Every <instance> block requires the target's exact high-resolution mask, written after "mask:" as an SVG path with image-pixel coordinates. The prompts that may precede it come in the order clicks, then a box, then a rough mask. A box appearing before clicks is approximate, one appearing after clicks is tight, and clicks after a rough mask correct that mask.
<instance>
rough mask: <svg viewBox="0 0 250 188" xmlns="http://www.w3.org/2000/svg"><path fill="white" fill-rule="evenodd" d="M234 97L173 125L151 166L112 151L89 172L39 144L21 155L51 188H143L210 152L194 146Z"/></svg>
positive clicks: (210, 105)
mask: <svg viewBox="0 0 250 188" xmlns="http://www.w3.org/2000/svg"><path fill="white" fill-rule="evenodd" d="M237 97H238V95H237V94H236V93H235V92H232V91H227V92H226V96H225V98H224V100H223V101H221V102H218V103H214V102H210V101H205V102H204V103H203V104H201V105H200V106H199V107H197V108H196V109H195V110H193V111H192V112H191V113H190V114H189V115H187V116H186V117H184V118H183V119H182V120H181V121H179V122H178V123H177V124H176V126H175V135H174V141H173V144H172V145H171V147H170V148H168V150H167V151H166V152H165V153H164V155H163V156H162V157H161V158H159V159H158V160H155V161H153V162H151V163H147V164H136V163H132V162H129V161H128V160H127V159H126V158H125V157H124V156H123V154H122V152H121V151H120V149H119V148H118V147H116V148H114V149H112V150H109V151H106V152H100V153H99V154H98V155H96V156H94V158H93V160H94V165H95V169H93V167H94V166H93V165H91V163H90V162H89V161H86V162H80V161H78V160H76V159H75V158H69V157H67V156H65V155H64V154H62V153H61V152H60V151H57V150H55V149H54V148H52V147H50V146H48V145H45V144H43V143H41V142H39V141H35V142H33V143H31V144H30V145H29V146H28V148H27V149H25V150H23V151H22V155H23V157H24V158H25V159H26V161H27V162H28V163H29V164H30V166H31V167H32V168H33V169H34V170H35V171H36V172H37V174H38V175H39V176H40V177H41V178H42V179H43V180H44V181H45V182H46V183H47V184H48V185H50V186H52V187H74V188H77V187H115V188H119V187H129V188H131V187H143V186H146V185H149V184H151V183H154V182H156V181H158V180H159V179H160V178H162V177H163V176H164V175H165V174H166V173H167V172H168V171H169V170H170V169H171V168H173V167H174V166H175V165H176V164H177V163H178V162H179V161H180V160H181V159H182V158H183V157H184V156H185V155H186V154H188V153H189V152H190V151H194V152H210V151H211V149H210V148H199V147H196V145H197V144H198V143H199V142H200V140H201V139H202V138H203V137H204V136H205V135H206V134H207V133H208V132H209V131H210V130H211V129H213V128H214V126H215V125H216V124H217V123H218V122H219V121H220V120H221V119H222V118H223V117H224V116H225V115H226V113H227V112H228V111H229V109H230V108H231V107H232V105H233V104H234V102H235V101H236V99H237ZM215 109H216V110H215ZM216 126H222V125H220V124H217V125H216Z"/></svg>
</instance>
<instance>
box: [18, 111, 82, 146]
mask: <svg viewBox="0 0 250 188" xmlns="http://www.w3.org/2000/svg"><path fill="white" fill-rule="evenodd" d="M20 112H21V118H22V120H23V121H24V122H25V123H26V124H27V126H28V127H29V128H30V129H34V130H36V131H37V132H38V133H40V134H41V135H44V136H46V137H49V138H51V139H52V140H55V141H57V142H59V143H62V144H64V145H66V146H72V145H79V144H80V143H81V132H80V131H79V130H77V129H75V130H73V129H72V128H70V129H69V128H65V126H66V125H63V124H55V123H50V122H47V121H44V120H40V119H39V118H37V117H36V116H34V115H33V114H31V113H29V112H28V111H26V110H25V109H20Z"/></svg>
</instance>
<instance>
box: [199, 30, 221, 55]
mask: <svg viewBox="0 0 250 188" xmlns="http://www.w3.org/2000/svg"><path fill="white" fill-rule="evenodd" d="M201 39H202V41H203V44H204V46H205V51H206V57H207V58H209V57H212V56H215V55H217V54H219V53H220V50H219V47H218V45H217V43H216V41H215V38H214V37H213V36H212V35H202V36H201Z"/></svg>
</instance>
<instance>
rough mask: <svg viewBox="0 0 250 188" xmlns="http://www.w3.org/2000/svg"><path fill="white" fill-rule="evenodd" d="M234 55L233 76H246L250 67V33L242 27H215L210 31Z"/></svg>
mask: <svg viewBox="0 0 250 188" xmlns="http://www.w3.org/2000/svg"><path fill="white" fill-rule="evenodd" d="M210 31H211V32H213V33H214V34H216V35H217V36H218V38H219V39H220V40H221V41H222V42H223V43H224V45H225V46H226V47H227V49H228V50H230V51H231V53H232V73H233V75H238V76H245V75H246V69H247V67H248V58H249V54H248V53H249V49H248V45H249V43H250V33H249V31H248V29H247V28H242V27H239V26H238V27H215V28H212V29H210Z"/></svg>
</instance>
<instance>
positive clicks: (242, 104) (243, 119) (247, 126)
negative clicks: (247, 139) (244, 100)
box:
___
# [Task objective]
Your answer should be the lines from the one containing "55L233 76H246L250 67V33L242" to the end of the entries above, restated exactly and alone.

# [Your solution]
rough mask: <svg viewBox="0 0 250 188" xmlns="http://www.w3.org/2000/svg"><path fill="white" fill-rule="evenodd" d="M234 55L233 76H246L250 67V33L242 27H215L210 31Z"/></svg>
mask: <svg viewBox="0 0 250 188" xmlns="http://www.w3.org/2000/svg"><path fill="white" fill-rule="evenodd" d="M210 31H211V32H213V33H214V34H216V35H217V36H218V38H219V39H220V40H221V41H222V42H223V43H224V45H225V46H226V47H227V49H228V50H230V51H231V53H232V73H233V75H238V76H245V75H246V69H247V67H248V58H249V54H248V53H249V49H248V45H249V43H250V33H249V31H248V29H247V28H242V27H239V26H238V27H215V28H212V29H210Z"/></svg>
</instance>
<instance>
positive clicks: (242, 104) (243, 119) (247, 126)
negative clicks: (247, 139) (244, 100)
box:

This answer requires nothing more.